_Set problem_
Write the next part of the forum post about registering downsampled histology images with Elastix, beginning after its definition of the similarity transform.

***** Passage *****

# (Elastix-) Registration of images after downsampling with different factors

Hi Forum,

I’m having a (bit theoretical) question regarding transformations of images as determined with Elastix.

My scenario is as follows:
I am registering consecutive histological slices (~30k x 30k) of different stainings (HE & IF) with each other. This is the workflow:

1. Downsampling and masking the fixed and the moving images. Both images are downsampled by the same factor s.
2. Use Elastix to align the images (similarity)
3. Multiply the translation part of the transformation parameters with s and apply transformation to original resolution.

This works for most cases. In some cases, however, both input images differ in size a lot (25k x 25k vs 20k x 20k), which is troublesome for Elastix because the relative difference in size is maintained after downsampling the moving and fixed image. One workaround is setting the registration to very aggressive optimization as described in the Elastix manual. I tried to go another way, but couldn’t get my head around it - that’s where the actual question starts:

Experience shows that registration with Elastix works extremely well if the objects to be matched in both images have about the same size. So I downsampled the moving and fixed images (let them be called M and F) by factors s_1 and s_2 so that I have images M’ and F’ of equal size. The respective transformations are S1 and S2.

The similarity transform in Elastix is defined as:
T(F’) = sR(x’ - c) + t + c
with R being the rotational matrix, s being the scaling factor and t, c being translational and center of rotation components.

***** Dataset entries *****

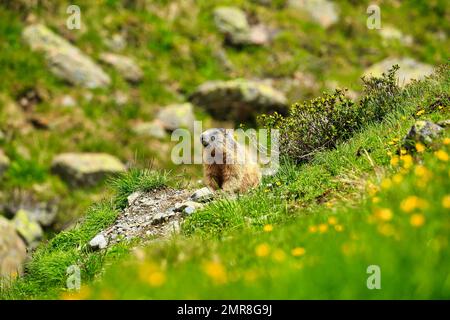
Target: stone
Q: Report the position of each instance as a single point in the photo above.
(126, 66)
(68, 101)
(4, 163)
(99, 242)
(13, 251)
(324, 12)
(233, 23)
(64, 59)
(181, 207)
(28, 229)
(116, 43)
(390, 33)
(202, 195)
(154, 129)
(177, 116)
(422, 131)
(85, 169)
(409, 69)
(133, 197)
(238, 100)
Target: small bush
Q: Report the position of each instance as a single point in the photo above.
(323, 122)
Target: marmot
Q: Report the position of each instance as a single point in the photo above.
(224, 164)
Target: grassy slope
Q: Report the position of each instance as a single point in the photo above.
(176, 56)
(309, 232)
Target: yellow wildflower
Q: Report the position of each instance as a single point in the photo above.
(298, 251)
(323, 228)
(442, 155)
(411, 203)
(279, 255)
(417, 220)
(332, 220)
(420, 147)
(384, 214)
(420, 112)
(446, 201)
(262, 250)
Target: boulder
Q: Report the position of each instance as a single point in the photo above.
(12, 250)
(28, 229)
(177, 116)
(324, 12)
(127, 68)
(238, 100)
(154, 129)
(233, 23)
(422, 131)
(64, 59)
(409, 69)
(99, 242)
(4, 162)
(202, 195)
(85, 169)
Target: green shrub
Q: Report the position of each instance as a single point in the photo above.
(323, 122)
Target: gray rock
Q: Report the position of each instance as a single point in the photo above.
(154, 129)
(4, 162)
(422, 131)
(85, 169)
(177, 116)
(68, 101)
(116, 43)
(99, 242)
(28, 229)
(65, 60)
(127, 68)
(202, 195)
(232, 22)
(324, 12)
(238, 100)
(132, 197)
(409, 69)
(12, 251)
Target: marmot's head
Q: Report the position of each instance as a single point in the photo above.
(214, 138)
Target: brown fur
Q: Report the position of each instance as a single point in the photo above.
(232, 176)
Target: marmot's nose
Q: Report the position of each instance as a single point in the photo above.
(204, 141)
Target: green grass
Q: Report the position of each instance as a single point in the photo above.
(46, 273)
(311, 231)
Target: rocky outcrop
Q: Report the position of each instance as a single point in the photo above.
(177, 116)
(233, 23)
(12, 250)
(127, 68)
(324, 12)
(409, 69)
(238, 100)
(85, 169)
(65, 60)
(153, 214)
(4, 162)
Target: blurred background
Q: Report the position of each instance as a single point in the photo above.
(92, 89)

*****
***** Dataset entries *****

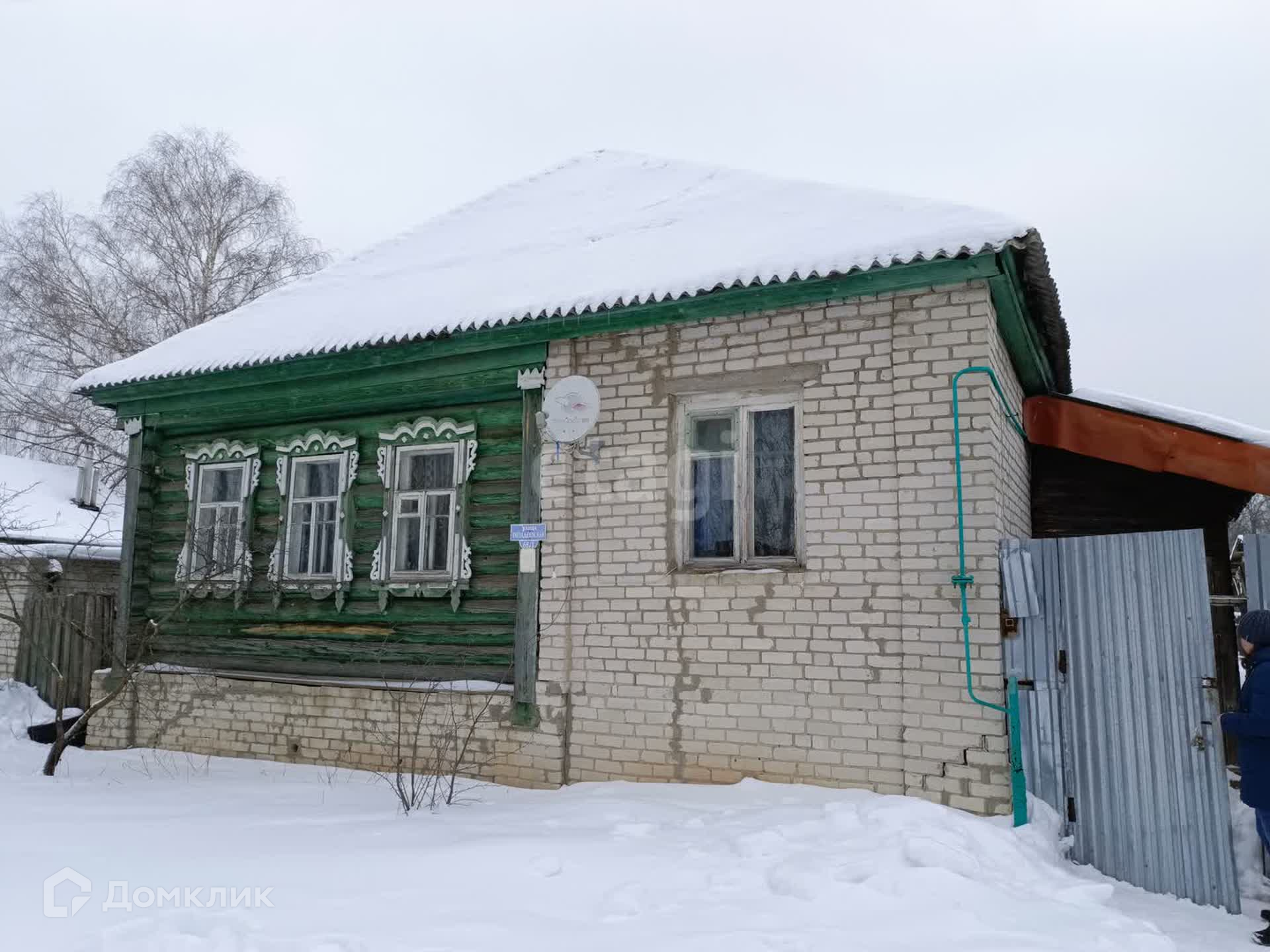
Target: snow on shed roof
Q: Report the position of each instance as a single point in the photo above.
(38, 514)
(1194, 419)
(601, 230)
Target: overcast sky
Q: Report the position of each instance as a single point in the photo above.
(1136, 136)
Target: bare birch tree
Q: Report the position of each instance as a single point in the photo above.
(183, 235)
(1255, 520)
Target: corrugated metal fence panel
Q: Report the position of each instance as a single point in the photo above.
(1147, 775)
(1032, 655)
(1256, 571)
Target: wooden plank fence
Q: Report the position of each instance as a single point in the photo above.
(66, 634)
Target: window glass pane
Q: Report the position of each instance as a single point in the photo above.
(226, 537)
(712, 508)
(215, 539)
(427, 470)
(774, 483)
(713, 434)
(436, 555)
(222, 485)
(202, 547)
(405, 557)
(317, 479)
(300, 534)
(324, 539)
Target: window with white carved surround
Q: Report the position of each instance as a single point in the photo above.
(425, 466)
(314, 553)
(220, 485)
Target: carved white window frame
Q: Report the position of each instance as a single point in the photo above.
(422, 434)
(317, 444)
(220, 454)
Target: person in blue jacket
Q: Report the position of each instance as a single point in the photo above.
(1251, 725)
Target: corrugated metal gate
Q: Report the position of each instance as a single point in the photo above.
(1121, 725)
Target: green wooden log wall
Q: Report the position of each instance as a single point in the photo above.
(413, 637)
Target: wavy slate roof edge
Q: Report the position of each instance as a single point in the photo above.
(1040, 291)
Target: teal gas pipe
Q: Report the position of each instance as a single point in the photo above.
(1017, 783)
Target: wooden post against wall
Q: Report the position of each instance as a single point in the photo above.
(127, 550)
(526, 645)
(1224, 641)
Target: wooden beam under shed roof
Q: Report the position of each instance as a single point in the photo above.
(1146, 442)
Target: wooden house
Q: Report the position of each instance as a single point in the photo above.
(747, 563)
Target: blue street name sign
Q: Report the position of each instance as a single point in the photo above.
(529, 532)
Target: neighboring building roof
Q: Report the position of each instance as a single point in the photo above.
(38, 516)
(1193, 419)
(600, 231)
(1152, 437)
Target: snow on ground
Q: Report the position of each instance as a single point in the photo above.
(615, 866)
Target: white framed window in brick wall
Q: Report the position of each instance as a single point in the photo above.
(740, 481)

*****
***** Dataset entries *****

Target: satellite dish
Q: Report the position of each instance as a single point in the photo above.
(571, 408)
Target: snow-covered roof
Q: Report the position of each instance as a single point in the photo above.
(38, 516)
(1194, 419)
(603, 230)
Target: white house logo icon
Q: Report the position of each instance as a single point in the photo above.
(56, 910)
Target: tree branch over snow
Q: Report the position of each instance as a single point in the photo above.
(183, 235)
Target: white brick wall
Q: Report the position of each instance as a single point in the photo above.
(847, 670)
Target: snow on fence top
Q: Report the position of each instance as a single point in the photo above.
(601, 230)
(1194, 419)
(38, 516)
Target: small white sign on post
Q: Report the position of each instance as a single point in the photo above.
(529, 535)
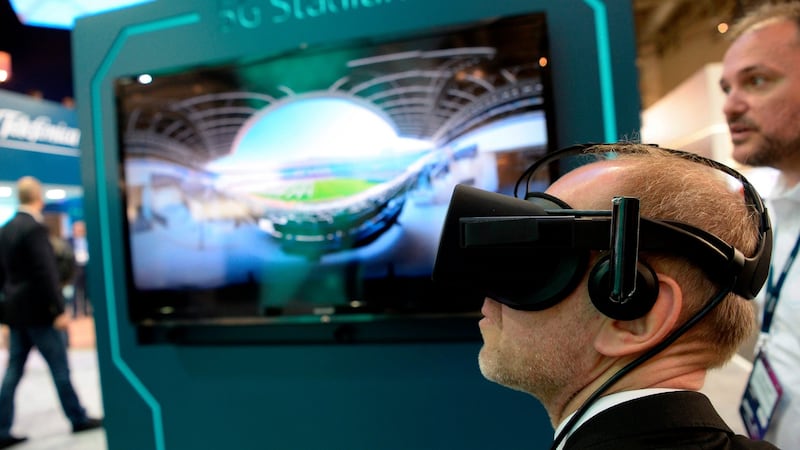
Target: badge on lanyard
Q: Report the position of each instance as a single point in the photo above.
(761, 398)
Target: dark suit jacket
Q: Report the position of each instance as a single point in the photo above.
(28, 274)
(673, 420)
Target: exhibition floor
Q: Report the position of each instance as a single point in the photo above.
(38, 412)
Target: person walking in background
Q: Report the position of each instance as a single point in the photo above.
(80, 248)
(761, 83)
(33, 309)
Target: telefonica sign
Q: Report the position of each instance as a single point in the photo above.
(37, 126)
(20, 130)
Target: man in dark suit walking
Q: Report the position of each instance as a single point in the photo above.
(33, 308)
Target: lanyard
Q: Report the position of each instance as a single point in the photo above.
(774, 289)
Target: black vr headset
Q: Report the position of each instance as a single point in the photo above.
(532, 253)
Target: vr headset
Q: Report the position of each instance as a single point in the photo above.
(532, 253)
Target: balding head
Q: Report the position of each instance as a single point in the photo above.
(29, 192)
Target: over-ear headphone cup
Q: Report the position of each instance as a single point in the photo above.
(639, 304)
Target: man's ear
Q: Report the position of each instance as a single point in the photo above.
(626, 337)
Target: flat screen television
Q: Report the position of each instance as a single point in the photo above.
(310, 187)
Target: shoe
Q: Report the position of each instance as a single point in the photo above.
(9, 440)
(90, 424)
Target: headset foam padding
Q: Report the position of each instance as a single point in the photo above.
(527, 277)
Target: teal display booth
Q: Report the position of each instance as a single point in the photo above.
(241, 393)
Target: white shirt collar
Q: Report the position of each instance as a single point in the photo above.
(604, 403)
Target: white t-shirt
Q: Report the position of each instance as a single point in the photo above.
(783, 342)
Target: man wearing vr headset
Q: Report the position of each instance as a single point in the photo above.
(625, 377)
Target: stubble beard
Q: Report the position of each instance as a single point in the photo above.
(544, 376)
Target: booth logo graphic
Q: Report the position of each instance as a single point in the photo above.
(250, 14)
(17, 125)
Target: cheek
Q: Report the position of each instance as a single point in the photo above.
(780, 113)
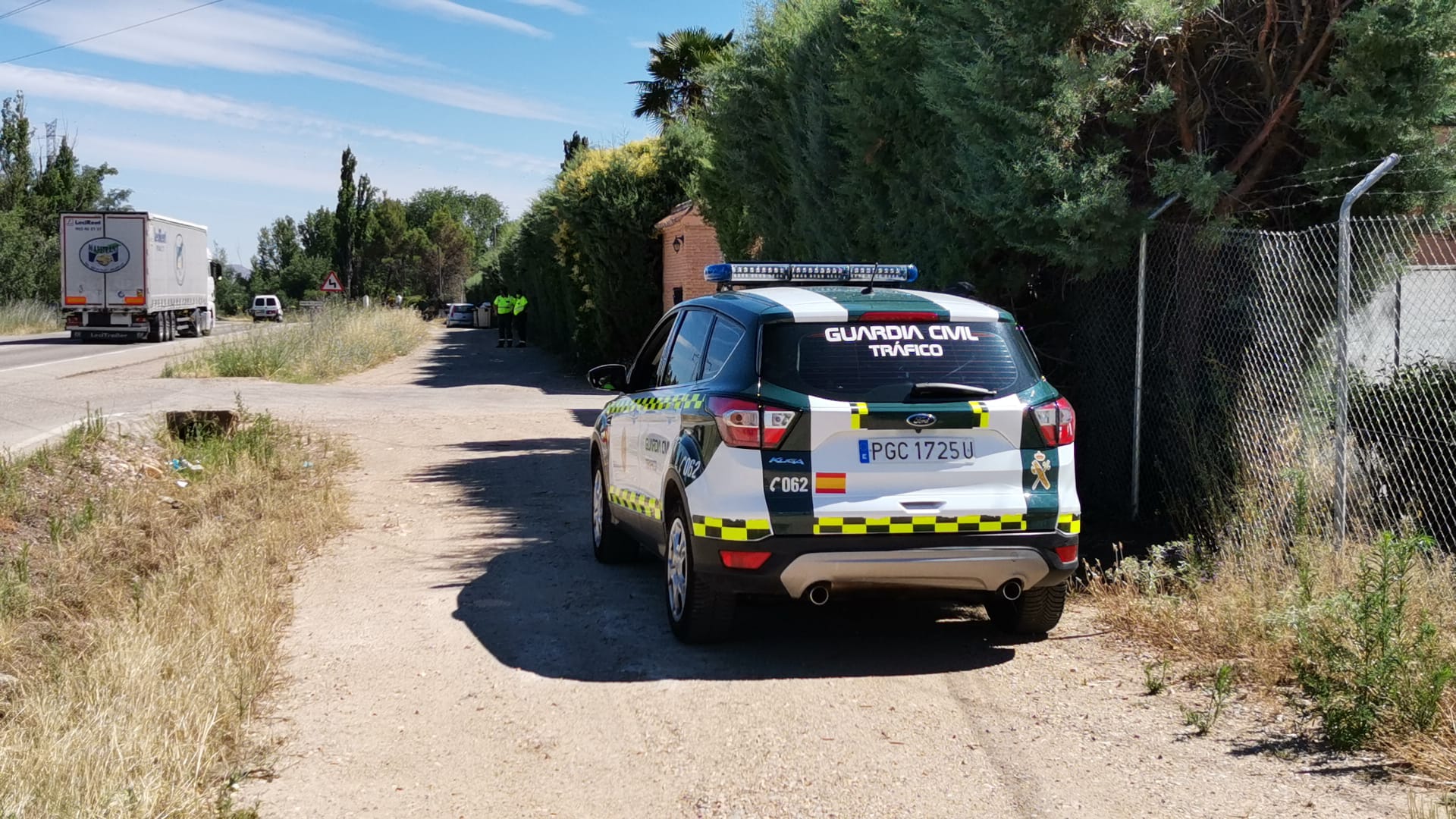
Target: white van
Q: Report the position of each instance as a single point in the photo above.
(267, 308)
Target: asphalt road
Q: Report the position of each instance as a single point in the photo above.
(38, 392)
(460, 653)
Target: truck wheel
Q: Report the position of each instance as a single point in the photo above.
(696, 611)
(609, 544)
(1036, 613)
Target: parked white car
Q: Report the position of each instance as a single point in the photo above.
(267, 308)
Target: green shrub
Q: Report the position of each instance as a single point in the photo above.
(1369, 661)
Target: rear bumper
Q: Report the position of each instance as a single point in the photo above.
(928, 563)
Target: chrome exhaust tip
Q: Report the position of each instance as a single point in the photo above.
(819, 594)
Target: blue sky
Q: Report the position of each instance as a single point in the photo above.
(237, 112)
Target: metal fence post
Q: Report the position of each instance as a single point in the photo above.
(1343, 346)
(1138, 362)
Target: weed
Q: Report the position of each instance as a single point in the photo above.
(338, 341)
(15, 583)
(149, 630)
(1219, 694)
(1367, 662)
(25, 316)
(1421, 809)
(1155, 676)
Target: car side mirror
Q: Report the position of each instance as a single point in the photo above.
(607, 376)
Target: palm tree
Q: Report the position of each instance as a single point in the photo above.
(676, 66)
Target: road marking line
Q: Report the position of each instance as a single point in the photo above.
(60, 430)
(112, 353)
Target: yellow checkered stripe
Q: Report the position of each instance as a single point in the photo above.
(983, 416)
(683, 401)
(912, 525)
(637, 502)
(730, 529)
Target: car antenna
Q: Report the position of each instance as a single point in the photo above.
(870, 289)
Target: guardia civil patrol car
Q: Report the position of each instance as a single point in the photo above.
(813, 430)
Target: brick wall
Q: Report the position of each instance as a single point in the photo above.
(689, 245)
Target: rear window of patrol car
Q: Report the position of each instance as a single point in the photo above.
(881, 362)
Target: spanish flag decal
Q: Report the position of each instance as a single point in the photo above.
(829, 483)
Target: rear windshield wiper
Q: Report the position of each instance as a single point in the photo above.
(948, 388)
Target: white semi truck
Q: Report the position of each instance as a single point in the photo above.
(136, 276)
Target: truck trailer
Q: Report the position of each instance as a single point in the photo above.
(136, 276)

*****

_Solved problem_
Now theoretically, in order to find the transformation T(F) → M for the high res image, I should just have to do the following substitution:
T(F) = S1^{-1}( T(S2(x) ) ) = \frac{1}{s_1} \cdot (s\textbf{R}(s_2 \cdot x - c) + t + c)
then rewrite this to match the similarity transform formulation in the transformation parameter file and let transformix to the job. The registration works well in low resolution, but I can not seem to find the correct parameters to write into the elastix transformation file for a correct output in high res. Is there a flaw in my argument? Has anyone tried something similar?

I do understand that running the registration on images of equal downsampling factors with aggressive settings is a legit workaround - but I would consider the chained transformations as described above a more elegant solution. The concept should also work for affine transformations. Thanks in advance!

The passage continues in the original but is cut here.